WORK TASK ->
Extract the whole listing as it stands. Do not include the pictures.

Start of INPUT DATA

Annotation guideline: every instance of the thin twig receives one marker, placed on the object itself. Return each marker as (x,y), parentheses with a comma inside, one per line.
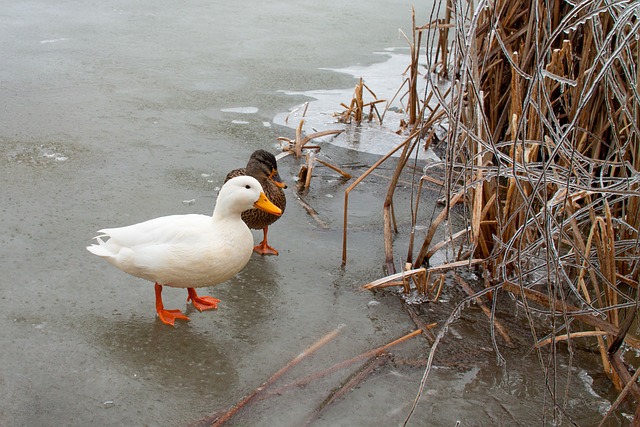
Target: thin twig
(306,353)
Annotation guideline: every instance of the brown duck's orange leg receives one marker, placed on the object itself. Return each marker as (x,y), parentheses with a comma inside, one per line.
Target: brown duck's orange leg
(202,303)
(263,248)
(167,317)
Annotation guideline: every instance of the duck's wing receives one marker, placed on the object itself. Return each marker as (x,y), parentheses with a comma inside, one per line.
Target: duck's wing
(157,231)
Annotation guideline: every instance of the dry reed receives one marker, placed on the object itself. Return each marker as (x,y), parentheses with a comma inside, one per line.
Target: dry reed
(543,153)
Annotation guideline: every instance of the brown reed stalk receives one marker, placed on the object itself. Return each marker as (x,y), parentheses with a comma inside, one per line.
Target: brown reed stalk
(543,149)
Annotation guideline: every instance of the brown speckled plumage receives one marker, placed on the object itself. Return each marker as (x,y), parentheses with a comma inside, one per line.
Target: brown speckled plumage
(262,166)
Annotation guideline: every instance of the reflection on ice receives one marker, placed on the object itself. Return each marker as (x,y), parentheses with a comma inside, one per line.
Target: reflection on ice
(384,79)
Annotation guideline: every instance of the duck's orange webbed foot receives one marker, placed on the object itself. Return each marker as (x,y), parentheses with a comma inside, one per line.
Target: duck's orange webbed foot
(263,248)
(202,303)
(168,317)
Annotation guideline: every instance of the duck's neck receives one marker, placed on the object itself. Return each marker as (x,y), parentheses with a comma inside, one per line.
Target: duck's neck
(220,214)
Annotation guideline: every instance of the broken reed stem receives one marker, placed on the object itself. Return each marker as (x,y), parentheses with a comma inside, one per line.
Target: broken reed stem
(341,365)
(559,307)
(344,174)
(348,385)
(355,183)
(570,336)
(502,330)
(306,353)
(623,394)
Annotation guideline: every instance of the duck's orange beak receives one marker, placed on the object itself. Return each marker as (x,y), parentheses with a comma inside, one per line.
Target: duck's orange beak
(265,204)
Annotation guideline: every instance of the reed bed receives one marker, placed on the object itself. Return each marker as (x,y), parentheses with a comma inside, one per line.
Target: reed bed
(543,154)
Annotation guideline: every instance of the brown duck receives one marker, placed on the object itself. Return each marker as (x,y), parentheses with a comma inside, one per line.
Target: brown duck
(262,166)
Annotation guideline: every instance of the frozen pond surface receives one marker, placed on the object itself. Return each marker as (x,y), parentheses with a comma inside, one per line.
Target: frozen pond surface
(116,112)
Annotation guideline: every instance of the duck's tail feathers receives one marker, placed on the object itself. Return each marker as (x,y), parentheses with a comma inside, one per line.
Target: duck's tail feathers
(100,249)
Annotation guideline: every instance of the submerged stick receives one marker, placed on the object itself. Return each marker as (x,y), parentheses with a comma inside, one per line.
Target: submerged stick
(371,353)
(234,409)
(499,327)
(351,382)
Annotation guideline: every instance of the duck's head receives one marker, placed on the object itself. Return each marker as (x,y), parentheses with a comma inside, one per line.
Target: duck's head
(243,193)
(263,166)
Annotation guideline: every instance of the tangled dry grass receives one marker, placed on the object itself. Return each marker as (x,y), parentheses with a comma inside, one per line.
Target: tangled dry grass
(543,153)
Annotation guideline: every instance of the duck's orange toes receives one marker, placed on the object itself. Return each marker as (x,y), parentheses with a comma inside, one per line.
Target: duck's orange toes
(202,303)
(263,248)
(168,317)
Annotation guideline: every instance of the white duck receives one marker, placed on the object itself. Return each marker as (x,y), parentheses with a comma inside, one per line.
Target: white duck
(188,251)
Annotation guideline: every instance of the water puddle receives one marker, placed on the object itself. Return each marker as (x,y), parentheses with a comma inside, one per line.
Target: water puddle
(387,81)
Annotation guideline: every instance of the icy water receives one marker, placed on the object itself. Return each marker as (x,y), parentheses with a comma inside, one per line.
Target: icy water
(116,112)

End of INPUT DATA

EXERCISE RESULT ->
Annotation guideline: every instance of the thin twig receives one marker, placed on the object itself. Return each marker as (x,y), parentheses with a comma inside, one per line.
Target: thin twig
(306,353)
Annotation guideline: every instance of the brown duck's orange leg receives one marker, placed on the object itself. Return each marker as (x,y), parentheses with a comma inside, one per line.
Target: brown duck's orange leg
(202,303)
(263,248)
(167,317)
Annotation guideline: every instance of the duck's wing receives one marker, placed on the object itself. Return each marker as (x,y), parentheses with a comma inside, one per line.
Target: duck's wing
(157,231)
Annotation guideline: every instance of the dry reed receives one marker, placed on the object itself. Return each marker as (x,y), parentheses with a comma inside, one per line.
Target: dry reed
(543,153)
Annotation guideline: every instance of the brown reed stalk receives one marker, placed on the object itself. Return each marker as (x,y), parentheses with a comma inside, one per line.
Target: brown reed stalk
(543,149)
Annotation guideline: every instance of the brown speckled plumage receives one marker, placed on the object itself. Return each marker as (x,y), parentheses with a comma inside, one per line.
Target: brown speckled plumage
(262,166)
Annotation guideline: every instance of the reflection on ice receives one marker, placed on the object itself. Return each marker as (x,y), parentheses with a comma inside, one per line.
Target: reflection on ice
(384,79)
Annotation guideline: every instance of the duck's orange webbed foot receives one marker, placed on the object itself. Return each marker as (x,y), parentheses with a comma inside, one per line.
Target: duck's orange webbed foot
(263,248)
(202,303)
(168,317)
Annotation guideline: every instance of the duck's neck receives one marker, placed on the object itself. Return each marker as (x,y), parentheses with a comma inside, one per line.
Target: duck's neck
(220,214)
Annotation guideline: every instance of the broken reed stem receives one marker, placed on the object itself. Return each marker as (x,y), parentheses with a comma inside, one per line.
Target: broken reed stem
(341,365)
(559,307)
(344,174)
(348,385)
(355,183)
(570,336)
(502,330)
(306,353)
(623,394)
Annotation guideline: every instance of the duck's orange beak receives one marker, placed on the object itself. Return each marker as (x,y), parentheses with a comma inside, one per line.
Target: duck's orange beak
(265,204)
Annotation guideline: every instance of the reed bed receives one marker, placed on the object itself. Return each marker as (x,y), parentheses with a comma inside, one per line.
Target: reed bed
(543,154)
Annotation guideline: every instance of the brown duck receives one marker, placed on the object itself. Return each marker as (x,y), parentheses with a comma inside, one per line.
Target: brown duck
(262,166)
Annotation guideline: every instance of the frozen pond surface receives one marker, placed on the object itself. Return each marker as (x,y), parentheses with a comma inside, one per line.
Target: frozen pond surface
(116,112)
Annotation guideline: every instance of the duck's tail feathers receives one marker, placed on the object itself. Return each marker as (x,y), parentheses with a comma inside, one per line.
Target: duck's tail feathers
(100,249)
Annotation guideline: every instance of the submerged stick receives one marker, placed on the object itself. Return each marker as (x,y), parentheses with a comma inside, one per line.
Target: submerged stick
(371,353)
(234,409)
(499,327)
(351,382)
Annotation guideline: every instance of the duck's head receives one marker, placed on the object itself. Return each marker as (x,y), parentheses with a comma inside, one per line.
Target: duck's head
(243,193)
(263,166)
Annotation guideline: every instance of the tangled dry grass receives one marker, placed on the object itself. Return each marker as (x,y), parentheses with a comma inside, one per line.
Target: tangled dry grass
(543,153)
Annotation guideline: every instance of the duck's orange toes receives one marker, placed on the object itself. Return each marker as (x,y), parentheses with a comma inside, one per line.
Target: duck's orange toes
(202,303)
(263,248)
(168,317)
Annotation guideline: every instance of the white duck receives one marker, placed on the object itself. Return each marker as (x,y), parentheses with a comma inside, one per line.
Target: white duck
(188,251)
Annotation guideline: every instance of the water puddle receives one marker, placed on the object itself. Return each marker as (x,y), parentheses with a comma inside, one per line.
Target: water puddle
(387,81)
Annotation guideline: every instance of the icy water receives one marker, placed on the object itself. Return each marker as (x,y), parentheses with a comma inside, one per line.
Target: icy water
(116,112)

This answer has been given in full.